*Scopo del compito*
Puoi ricopiare integralmente, senza cambiare nulla, l'articolo sul Concilio di Nicea e sul possibile viaggio di papa Leone in Libano?

*Articolo*
Nel 1700esimo anniversario del Concilio di Nicea, il primo ecumenico, cioè di tutte le Chiese. Definì il credo niceano, che unì i cristiani archiviando alcune eresie. Recentemente papa Leone ha detto che “il Concilio di Nicea non è solo un evento del passato, ma una bussola che deve continuare a guidarci verso la piena unità visibile di tutti i cristiani”.
Papa Francesco voleva recarsi a Nicea, con i capi di molte altre chiese. Papa Leone ha fatto sua l’intenzione di Francesco ed è probabile che a fine a novembre si rechi a Nicea, nell’odierna Turchia. Poi di lì potrebbe compiere il suo primo viaggio apostolico, visitando il Libano. E’ una scelta molto importante e delicata perché il Libano è e sarà nel pieno della più complessa operazione politico-militare dalla fine della guerra civile, nel 1990: il disarmo di Hezbollah, la milizia khomeinista che è rimasta da allora la sola in armi, ha a lungo confiscato la politica nazionale di difesa, divenendo un autentico Stato nello Stato, o più forte dello Stato.
Ora, dopo la guerra con Israele che per indebolirla considerevolmente ma non definitivamente ha distrutto Beirut sud e il Libano meridionale, il nuovo Presidente della Repubblica e il nuovo governo hanno stabilito che la ricostruzione del Libano davvero sovrano deve partire dal monopolio da parte dello Stato delle armi. E’ già in atto il disarmo di gruppi minori, poi da settembre l’esercito presenterà un piano dettagliato su come procedere con Hezbollah, per un lavoro di confisca delle armi che dovrebbe completarsi entro l’anno.

*Materiale fornito*

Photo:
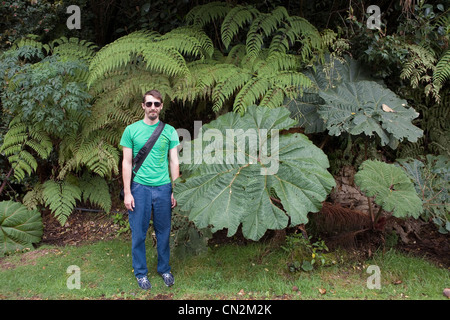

*Risultato del compito*
Nel 1700esimo anniversario del Concilio di Nicea, il primo ecumenico, cioè di tutte le Chiese. Definì il credo niceano, che unì i cristiani archiviando alcune eresie. Recentemente papa Leone ha detto che “il Concilio di Nicea non è solo un evento del passato, ma una bussola che deve continuare a guidarci verso la piena unità visibile di tutti i cristiani”.
Papa Francesco voleva recarsi a Nicea, con i capi di molte altre chiese. Papa Leone ha fatto sua l’intenzione di Francesco ed è probabile che a fine a novembre si rechi a Nicea, nell’odierna Turchia. Poi di lì potrebbe compiere il suo primo viaggio apostolico, visitando il Libano. E’ una scelta molto importante e delicata perché il Libano è e sarà nel pieno della più complessa operazione politico-militare dalla fine della guerra civile, nel 1990: il disarmo di Hezbollah, la milizia khomeinista che è rimasta da allora la sola in armi, ha a lungo confiscato la politica nazionale di difesa, divenendo un autentico Stato nello Stato, o più forte dello Stato.
Ora, dopo la guerra con Israele che per indebolirla considerevolmente ma non definitivamente ha distrutto Beirut sud e il Libano meridionale, il nuovo Presidente della Repubblica e il nuovo governo hanno stabilito che la ricostruzione del Libano davvero sovrano deve partire dal monopolio da parte dello Stato delle armi. E’ già in atto il disarmo di gruppi minori, poi da settembre l’esercito presenterà un piano dettagliato su come procedere con Hezbollah, per un lavoro di confisca delle armi che dovrebbe completarsi entro l’anno.